▶ _Quoted passage_:
Autism is also prominently featured in the current issue of Psychology Review, if you are interested in reading more.

Thursday 22 January 2009

Broadmoor

I recently read an article on Broadmoor psychiatric hospital, an well-known institution in England which detains people who are viewed to be dangerously metally ill and criminal.


The history of the place is fascinating, as are the cases of some of its inmates. The wikipedia page includes links to some of the many infamous cases, such as the serial killer Robert Maudsley, the assassin Daniel M'Naghten, plus the genius twins who wouldn't speak, June and Jennifer Gibbons. There are many others who you may have heard of from current or older news stories.

It is notable how many of them had very disturbed childhoods, and how many have multiple psychological disorders.

The Titanic & social psychology





Interesting BBC radio extract about people's putting the social requirement to queue ahead of the need to save their own lives... Has some obvious links to the 'irrational' aspects of social psychology and group behaviour.

SQA


Don't forget to visit the SQA page, they are putting more and more on there, they now have question papers from the last two exams, plus all the marking instructions for the present syllabus. There are also useful documents relating to the RI.

Monday 19 January 2009

Features of a good sample

Another mnemonic...

While teaching one of this year's classes, I noticed that the Marking Instructions (MIs) from 2006 exam paper presented us with a good mnemonic for 'features of a good sample':

The question is: 'State the features of a good sample', and the MIs say:

Is representative of the target population; avoids bias; allows generalisation to the target population.

▶ _Extracted records_:
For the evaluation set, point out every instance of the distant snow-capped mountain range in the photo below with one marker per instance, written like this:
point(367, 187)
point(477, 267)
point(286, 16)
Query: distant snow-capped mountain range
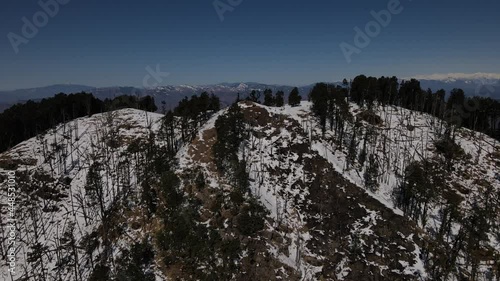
point(483, 84)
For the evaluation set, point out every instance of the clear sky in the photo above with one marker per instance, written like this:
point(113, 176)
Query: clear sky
point(111, 42)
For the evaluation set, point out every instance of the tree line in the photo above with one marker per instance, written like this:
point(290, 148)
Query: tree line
point(23, 121)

▶ _Tasks_:
1 > From the psychology blog excerpt, extract the passage between "Monday 19 January" and "the target population.", inclusive.
2 > Translate this sentence from the psychology blog excerpt into Spanish: "It is notable how many of them had very disturbed childhoods, and how many have multiple psychological disorders."
3 > Write what comes next in the psychology blog excerpt, beginning right after its final sentence.

▶ _Numbered answers_:
1 >
Monday 19 January 2009

Features of a good sample

Another mnemonic...

While teaching one of this year's classes, I noticed that the Marking Instructions (MIs) from 2006 exam paper presented us with a good mnemonic for 'features of a good sample':

The question is: 'State the features of a good sample', and the MIs say:

Is representative of the target population; avoids bias; allows generalisation to the target population.

2 > Es notable cuántos de ellos tuvieron infancias muy perturbadas y cuántos tienen múltiples trastornos psicológicos.

3 >
So we can have:

Generalisable
Representative
Avoids Bias

Or 'GRAB'.

Wikispaces

As you'll have seen from the email, I have started a 'wiki', come and visit http://hutchiepsychdept.wikispaces.com/

There is info on unit 1 & 2 topics, plus some exam advice.

HM is dead

Some papers and magazines recently included an obituary of H.M., the memory-loss patient who died last month.

In 1953, H.M. had an operation which aimed to reduce the frequency of his epileptic seizures. This included removal of a structure known as the hippocampus on both sides of his brain.

The result was that from then and for the rest of his life, H.M. has severe anterograde amnesia - he was unable to encode any new episodic or semantic memories, causing him to 'live in the past'. He was able to encode new procedural memories, however, and his working memory was intact too.

His case, although tragic, was hugely important in helping psychologists to locate memory functions, which had previously thought to be distributed throughout the brain.


Stress article

Good article on stress in the Psychology Review magazine, which you can find in the stand in the library, outside the computer room (FLS).

It focusses on biological aspects - a follow-up on psychological theiries and stress reduction is due to be in the next issue.


RI update

Since my last post back in October, most of you are well underway with the final RI now.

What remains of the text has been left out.